YOUR ASSIGNMENT: Could you write out every record below exactly, leaving the pictures out?

* * * * * * *

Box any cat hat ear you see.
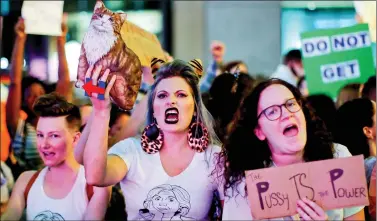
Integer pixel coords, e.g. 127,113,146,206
151,58,166,79
150,58,204,80
118,13,127,22
188,59,204,79
94,0,104,11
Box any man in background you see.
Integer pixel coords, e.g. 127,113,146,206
270,49,305,86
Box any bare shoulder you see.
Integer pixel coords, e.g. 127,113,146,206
17,170,38,184
19,170,38,179
12,170,39,193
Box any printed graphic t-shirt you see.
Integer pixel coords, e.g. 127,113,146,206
108,137,223,221
26,166,89,220
221,143,365,220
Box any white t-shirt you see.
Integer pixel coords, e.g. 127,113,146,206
222,143,365,220
26,166,89,220
270,64,299,87
108,137,223,221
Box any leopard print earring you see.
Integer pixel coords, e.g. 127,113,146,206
187,116,209,153
141,119,164,154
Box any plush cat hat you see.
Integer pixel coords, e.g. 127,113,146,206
151,57,204,80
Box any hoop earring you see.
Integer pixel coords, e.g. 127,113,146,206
141,119,164,154
187,118,209,153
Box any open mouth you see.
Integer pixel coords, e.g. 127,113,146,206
283,124,299,137
165,108,179,124
42,151,56,159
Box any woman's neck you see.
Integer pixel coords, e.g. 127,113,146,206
271,150,304,167
369,139,376,157
161,130,189,155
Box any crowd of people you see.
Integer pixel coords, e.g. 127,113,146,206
0,15,376,221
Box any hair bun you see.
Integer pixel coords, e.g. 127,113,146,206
188,59,204,79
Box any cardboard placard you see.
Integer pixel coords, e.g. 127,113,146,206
120,21,166,66
300,24,375,99
245,155,369,220
21,1,64,36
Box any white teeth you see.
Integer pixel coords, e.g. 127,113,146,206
166,118,178,121
286,124,296,129
167,110,178,114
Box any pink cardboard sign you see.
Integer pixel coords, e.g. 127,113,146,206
245,155,369,220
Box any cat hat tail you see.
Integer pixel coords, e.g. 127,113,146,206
151,57,204,80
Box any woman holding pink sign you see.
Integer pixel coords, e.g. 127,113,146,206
217,78,365,220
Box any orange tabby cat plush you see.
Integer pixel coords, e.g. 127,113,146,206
76,0,142,110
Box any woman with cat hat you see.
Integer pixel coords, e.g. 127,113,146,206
76,59,224,220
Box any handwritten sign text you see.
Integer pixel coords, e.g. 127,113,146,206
245,155,369,220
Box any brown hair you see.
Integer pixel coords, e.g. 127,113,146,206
222,60,248,73
336,83,362,108
33,92,81,131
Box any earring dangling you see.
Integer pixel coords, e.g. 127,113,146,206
141,119,164,154
187,117,209,153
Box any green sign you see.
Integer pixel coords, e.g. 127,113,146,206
300,24,375,99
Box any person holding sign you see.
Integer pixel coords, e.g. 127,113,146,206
1,93,110,221
6,17,72,174
218,78,365,220
76,60,224,221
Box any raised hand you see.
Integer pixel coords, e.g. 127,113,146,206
210,40,225,63
61,13,68,37
14,17,26,40
84,65,116,113
296,198,328,221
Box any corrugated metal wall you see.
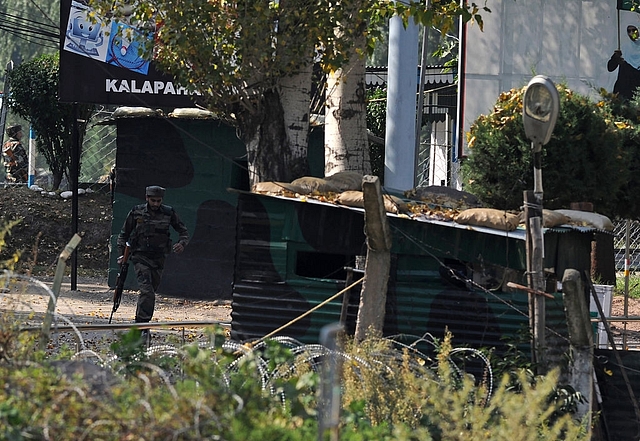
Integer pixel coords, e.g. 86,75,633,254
230,191,640,437
232,193,363,341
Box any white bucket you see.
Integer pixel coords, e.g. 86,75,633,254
590,284,614,349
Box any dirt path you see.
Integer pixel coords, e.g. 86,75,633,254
4,275,640,352
2,277,231,323
1,276,232,354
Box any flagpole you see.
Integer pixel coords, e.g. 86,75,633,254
618,8,621,50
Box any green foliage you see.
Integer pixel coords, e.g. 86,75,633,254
7,54,95,189
366,87,386,178
615,273,640,299
95,0,486,113
0,315,590,439
601,90,640,219
462,86,633,217
339,332,587,440
87,0,488,183
0,220,21,271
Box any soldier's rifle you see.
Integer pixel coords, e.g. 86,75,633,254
109,243,131,324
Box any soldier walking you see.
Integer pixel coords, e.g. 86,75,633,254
116,185,189,344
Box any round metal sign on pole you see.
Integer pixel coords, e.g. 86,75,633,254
522,75,559,371
523,76,560,146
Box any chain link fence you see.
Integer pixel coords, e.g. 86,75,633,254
80,107,116,193
1,108,116,192
614,219,640,273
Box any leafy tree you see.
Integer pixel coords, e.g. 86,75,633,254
7,54,94,190
461,86,630,218
91,0,488,186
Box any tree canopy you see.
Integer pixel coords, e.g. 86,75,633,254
90,0,489,185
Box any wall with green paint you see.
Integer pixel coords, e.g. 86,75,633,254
108,115,324,300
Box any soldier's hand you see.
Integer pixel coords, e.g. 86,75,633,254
117,255,124,264
172,243,184,254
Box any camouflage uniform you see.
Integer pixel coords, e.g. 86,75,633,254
117,187,189,323
2,125,28,183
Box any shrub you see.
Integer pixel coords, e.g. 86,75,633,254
462,86,631,218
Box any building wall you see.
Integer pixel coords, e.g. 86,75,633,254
462,1,619,154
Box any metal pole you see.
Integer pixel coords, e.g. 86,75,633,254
528,140,546,370
0,61,14,147
28,126,36,187
414,0,431,188
71,104,80,290
454,0,467,161
624,219,631,348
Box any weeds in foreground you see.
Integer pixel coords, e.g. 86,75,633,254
0,319,590,440
341,331,588,440
0,222,589,440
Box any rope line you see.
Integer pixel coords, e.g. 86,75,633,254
252,276,364,346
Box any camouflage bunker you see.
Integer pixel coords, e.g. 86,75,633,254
230,190,601,356
107,108,324,299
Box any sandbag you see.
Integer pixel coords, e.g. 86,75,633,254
517,209,570,228
455,208,520,231
111,107,163,118
252,181,303,194
324,171,364,192
290,176,342,194
337,190,408,214
168,108,215,119
405,185,482,209
554,209,614,231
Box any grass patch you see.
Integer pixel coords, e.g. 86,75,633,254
615,273,640,299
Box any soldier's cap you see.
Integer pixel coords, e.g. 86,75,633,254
145,185,165,197
6,124,21,137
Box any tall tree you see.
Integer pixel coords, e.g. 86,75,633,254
91,0,488,186
7,54,94,189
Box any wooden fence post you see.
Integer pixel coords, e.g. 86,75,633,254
354,175,392,341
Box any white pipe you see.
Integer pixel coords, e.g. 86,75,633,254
28,126,36,187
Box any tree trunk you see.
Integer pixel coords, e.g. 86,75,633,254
38,135,67,190
592,233,616,285
240,89,290,188
280,68,312,181
324,37,371,177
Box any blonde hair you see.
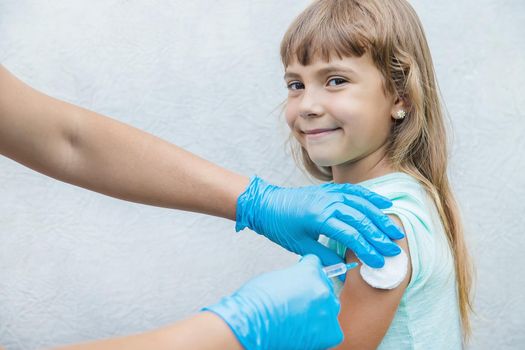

* * * * * * *

RESPONSE AREA:
Box any cat hat ear you see.
Integer pixel coords, e.g. 127,113,146,206
151,58,166,79
150,58,204,80
118,13,127,22
188,59,204,79
94,0,104,11
Box any man in background you see.
Integer pixel coords, e.g. 127,113,146,206
270,49,305,86
Box any bare shoulder you see.
Integer pixel coords, e.g. 127,113,146,206
17,170,38,184
19,170,38,179
12,170,39,193
Box any printed graphic t-shirt you see.
Integer pixel coords, e.g. 127,113,146,206
108,137,223,221
26,166,89,220
221,143,365,220
Box any white t-shirt you see.
Integer pixel coords, e.g. 127,113,146,206
222,143,365,220
26,166,89,220
270,64,299,87
108,137,223,221
Box any leopard print earring you see.
Integer pixel coords, e.g. 127,113,146,206
187,116,209,153
141,119,164,154
Box any plush cat hat you see.
Integer pixel coords, e.g. 127,113,146,206
151,57,204,80
Box any hoop earring you see.
Integer pixel coords, e.g. 127,113,146,206
141,119,164,154
187,118,209,153
Box any open mouth you see.
Integer pixel coords, e.g. 127,113,146,206
283,124,299,137
165,108,179,124
42,151,56,159
Box any woman's neck you see.
Integer pixel coords, e.g. 127,113,146,206
271,150,304,167
369,139,376,157
161,130,189,155
Box any crowd of people you see.
Integer pixel coords, e.g. 127,113,146,206
0,15,376,221
Box any hair bun you see.
Integer pixel coords, e.g. 127,113,146,206
188,59,204,79
Box any cardboard placard you see.
Integer pixel coords, e.g. 127,113,146,206
120,21,166,66
300,24,375,99
245,155,369,220
21,1,64,36
Box any white teeth you see.
Integer pixel coords, e.g. 127,113,146,206
166,118,178,121
286,124,296,129
167,110,178,114
Box any pink cardboard sign you see.
Integer pixel coords, e.g. 127,113,146,206
245,155,369,220
Box any cat hat tail you see.
Integer pixel coords, e.g. 127,113,146,206
151,57,204,80
Box any woman holding pink sign you see.
Integer pixel coords, e.g. 127,113,146,206
217,78,365,220
Box any orange tabby cat plush you see.
Integer pixel coords, e.g. 127,113,146,206
76,0,142,110
Box any woman with cat hat you see.
Integer pixel coords, e.g. 127,113,146,206
76,59,224,220
Box any handwritten sign text you see.
Integer pixel coords, e.g. 127,113,146,206
245,155,369,220
Box any brown hair you see.
Integer pixel coords, e.g. 127,113,146,206
222,60,248,73
336,83,362,108
33,92,81,131
Box any earring dangling you see.
Integer pixel coords, e.g. 127,113,146,206
141,119,164,154
187,117,209,153
Box any green sign you see.
Integer pixel coords, e.g. 127,113,146,206
300,24,375,99
Box any person holding sign you see.
Integer pixel coords, e.g. 127,113,146,206
1,93,110,221
6,17,72,174
218,78,365,220
76,60,224,221
Box any raised hand you see.
Integer pixel coords, e.g. 127,113,146,206
210,40,225,63
61,13,68,37
14,17,26,40
84,65,116,113
296,198,328,221
Box any corrugated metal wall you see.
Integer pixel coords, e.g. 86,75,633,254
230,191,640,437
232,193,363,341
Box any white bucket you see.
Integer pixel coords, e.g. 86,75,633,254
590,284,614,349
Box any dirt path you see.
Integer pixel coords, e.g. 86,75,633,254
4,275,640,352
2,277,231,323
1,276,232,354
Box any flagpole you see.
Integer pixel coords, e.g. 86,75,633,254
618,8,621,50
Box any green foliage you see.
Integer pixel coords, e.g. 86,75,633,254
7,54,95,189
366,87,386,178
615,273,640,299
95,0,486,113
0,315,590,439
601,90,640,219
462,86,633,217
339,332,587,440
87,0,488,183
0,220,21,271
Box any soldier's rifle you see.
Integer pixel coords, e.g. 86,75,633,254
109,243,131,324
Box any soldier walking you see.
Integer pixel coords, e.g. 86,75,633,254
116,185,189,344
Box any round metal sign on pole you see.
Integer pixel coords, e.g. 86,75,633,254
522,75,559,371
523,76,560,146
Box any chain link fence you see.
Integer pixel coords, e.g. 86,75,633,254
80,107,116,193
1,108,116,192
614,219,640,273
Box any leafy tree you see.
Integer pixel coords, e.g. 86,75,633,254
7,54,94,190
461,86,630,218
91,0,488,186
Box any tree canopy you see.
Integer pixel coords, e.g. 86,75,633,254
90,0,489,185
Box any wall with green paint you see.
Integer pixel coords, e.g. 86,75,633,254
108,115,324,300
Box any soldier's hand you see.
Integer pixel coords, e.g. 86,75,633,254
117,255,124,264
172,243,184,254
Box any camouflage uniform you see.
Integer pixel coords, e.g. 86,75,633,254
117,187,189,323
2,125,28,183
Box any shrub you see.
Integer pixel coords, e.g. 86,75,633,254
462,86,631,218
Box any building wall you see.
Integer pixel coords, e.g. 86,75,633,254
462,1,619,154
Box any metal pole you see.
Integer pixel coords, e.g. 86,75,633,254
528,140,546,370
0,61,14,147
28,126,36,187
414,0,431,188
71,104,80,290
454,0,467,161
624,219,631,348
Box any weeds in foreground you see.
Integer pixel coords, e.g. 86,75,633,254
0,319,590,440
341,331,588,440
0,222,589,440
Box any rope line you see.
Integer pixel coords, e.g. 86,75,633,254
252,276,364,346
Box any camouflage bunker you see.
Integer pixel coords, e.g. 86,75,633,254
230,190,601,356
107,108,324,299
Box any sandbag you see.
Integer pixel coords, e.g. 86,75,633,254
517,209,570,228
455,208,520,231
111,107,163,118
252,181,303,194
324,171,364,192
290,176,342,194
337,190,408,214
168,108,215,119
405,185,482,209
554,209,614,231
Box any grass patch you see.
Integer pixel coords, e.g. 86,75,633,254
615,273,640,299
Box any soldier's cap you see.
Integer pixel coords, e.g. 86,75,633,254
145,185,165,197
6,124,21,137
Box any tall tree you see.
Integer pixel coords, e.g. 86,75,633,254
91,0,488,186
7,54,94,189
Box any wooden fence post you see.
Integer pixel coords, e.g. 86,75,633,254
354,175,392,341
Box any white pipe you see.
Integer pixel coords, e.g. 86,75,633,254
28,126,36,187
Box any tree trunk you see.
Integer pixel coords, e.g. 86,75,633,254
38,135,67,190
592,233,616,285
240,89,290,188
280,68,312,181
324,37,371,177
Box any blonde hair you see.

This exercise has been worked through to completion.